Zu bearbeiten -
1. Wo ging es laut dem Textauszug gestern Abend darum, ob eine Hauruck-Steuerreform kommt?
2. Verschiebe jede Koordinate der Begrenzungsrahmen in der Liste um -140, beginnend mit ihrer ersten Zeile und endend mit der Zeile, die "[957,0,1051,222]" enthält, beide eingeschlossen. Gib diese Zeilen samt Abfragen vollständig wieder aus.

Textauszug -
::::::::::

Er hat sein Schweigen gebrochen: Nach langer Zurückhaltung hat nun Bundespräsident Horst Köhler ausführlich Stellung bezogen. Kernpunkt: eine massive Schelte für Schwarz-Gelb. In allen anderen Punkten blieb er aber so widersprüchlich – so warb er für und gegen eine Steuerreform –, dass sich jeder rauspickte, was er gerne hört. Denn gestern Abend ging es im Kanzleramt auch genau darum: ob nun eine Hauruck-Steuerreform kommt.

::::::::::

Rohdaten -
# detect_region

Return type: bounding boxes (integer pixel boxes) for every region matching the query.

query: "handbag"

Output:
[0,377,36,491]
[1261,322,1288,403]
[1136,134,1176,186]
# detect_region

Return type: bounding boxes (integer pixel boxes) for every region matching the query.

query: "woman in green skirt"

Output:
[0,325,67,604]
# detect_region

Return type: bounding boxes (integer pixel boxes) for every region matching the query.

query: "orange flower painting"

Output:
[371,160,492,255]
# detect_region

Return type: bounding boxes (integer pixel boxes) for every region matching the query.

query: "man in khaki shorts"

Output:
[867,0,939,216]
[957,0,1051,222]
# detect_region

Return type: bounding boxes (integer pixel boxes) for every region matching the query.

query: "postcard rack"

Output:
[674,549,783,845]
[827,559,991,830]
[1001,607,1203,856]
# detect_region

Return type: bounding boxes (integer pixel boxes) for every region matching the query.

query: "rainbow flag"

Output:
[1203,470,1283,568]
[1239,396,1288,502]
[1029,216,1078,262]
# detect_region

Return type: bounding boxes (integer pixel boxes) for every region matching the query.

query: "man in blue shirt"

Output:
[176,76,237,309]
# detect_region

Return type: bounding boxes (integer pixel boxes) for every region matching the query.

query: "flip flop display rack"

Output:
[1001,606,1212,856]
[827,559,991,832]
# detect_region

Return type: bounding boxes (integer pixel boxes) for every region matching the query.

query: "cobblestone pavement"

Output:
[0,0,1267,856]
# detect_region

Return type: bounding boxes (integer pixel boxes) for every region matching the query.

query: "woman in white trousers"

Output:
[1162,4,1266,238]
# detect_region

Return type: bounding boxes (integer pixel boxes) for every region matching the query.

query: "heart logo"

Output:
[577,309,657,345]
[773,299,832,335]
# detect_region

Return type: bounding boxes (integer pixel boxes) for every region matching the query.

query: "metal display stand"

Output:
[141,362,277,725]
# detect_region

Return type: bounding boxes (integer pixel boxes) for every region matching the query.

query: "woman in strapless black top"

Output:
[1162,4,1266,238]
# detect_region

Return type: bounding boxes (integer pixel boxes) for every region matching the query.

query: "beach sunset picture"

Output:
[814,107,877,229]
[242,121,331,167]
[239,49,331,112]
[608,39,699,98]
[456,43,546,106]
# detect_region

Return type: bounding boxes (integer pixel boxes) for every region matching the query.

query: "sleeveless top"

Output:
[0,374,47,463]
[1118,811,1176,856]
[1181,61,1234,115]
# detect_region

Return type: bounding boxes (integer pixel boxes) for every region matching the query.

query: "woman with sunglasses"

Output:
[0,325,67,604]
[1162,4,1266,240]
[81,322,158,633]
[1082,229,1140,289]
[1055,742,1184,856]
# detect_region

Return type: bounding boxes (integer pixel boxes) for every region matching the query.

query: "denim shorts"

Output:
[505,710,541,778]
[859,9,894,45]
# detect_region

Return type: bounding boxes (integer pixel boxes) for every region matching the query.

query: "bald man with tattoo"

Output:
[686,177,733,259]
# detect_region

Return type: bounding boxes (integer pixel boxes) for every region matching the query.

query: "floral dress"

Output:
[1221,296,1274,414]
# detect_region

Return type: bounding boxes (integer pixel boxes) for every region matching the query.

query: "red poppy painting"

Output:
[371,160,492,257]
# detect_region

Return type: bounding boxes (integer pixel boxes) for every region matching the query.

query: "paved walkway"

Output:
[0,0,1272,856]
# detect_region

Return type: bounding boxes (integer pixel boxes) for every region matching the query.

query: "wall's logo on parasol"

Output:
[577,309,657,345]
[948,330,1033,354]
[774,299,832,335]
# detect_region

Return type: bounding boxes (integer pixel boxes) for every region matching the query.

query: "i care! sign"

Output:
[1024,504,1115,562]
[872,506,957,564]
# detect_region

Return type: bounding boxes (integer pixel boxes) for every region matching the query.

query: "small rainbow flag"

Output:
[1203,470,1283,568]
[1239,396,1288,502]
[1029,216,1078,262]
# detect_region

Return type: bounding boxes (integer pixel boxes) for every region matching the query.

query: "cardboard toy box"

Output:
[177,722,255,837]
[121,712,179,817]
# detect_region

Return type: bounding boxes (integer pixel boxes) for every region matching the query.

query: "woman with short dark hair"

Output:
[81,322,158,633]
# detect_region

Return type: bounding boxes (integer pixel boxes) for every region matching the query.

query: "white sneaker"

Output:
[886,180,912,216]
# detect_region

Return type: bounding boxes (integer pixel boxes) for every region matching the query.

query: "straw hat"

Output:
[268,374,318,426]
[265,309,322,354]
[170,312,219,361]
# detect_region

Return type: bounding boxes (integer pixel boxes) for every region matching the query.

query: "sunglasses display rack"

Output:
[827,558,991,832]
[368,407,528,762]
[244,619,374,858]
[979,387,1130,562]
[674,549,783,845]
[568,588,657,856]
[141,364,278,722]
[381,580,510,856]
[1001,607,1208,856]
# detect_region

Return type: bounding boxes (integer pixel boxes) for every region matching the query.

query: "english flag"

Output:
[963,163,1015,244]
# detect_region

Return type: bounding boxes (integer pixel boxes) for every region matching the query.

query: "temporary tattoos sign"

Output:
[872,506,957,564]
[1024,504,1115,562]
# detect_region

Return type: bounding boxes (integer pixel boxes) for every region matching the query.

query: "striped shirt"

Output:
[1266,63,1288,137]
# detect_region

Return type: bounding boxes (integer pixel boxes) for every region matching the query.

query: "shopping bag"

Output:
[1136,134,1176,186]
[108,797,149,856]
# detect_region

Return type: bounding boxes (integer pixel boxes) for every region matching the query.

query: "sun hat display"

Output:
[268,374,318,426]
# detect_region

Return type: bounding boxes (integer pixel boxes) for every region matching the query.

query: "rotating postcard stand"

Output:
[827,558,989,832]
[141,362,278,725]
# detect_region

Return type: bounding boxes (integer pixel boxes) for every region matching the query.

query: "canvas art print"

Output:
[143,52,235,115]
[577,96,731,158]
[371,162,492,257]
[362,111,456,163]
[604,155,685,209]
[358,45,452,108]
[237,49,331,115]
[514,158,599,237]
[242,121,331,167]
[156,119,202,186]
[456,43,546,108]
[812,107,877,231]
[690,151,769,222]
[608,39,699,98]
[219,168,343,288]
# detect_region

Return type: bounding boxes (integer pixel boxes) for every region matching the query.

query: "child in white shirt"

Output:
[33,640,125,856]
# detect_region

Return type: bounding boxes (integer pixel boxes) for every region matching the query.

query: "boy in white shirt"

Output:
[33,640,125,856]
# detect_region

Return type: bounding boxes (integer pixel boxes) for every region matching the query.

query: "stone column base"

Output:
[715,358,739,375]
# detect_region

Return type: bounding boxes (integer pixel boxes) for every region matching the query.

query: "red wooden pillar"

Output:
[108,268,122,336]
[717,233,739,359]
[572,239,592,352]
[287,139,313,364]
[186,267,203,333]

::::::::::

Ergebnisse -
1. Im Kanzleramt.

2.
# detect_region

Return type: bounding boxes (integer pixel boxes) for every region matching the query.

query: "handbag"

Output:
[-140,237,-104,351]
[1121,182,1148,263]
[996,-6,1036,46]
# detect_region

Return type: bounding boxes (integer pixel boxes) for every region matching the query.

query: "woman in green skirt"

Output:
[-140,185,-73,464]
# detect_region

Return type: bounding boxes (integer pixel boxes) for every region matching the query.

query: "orange flower painting"

Output:
[231,20,352,115]
# detect_region

Return type: bounding boxes (integer pixel boxes) for every region matching the query.

query: "man in khaki shorts"

Output:
[727,-140,799,76]
[817,-140,911,82]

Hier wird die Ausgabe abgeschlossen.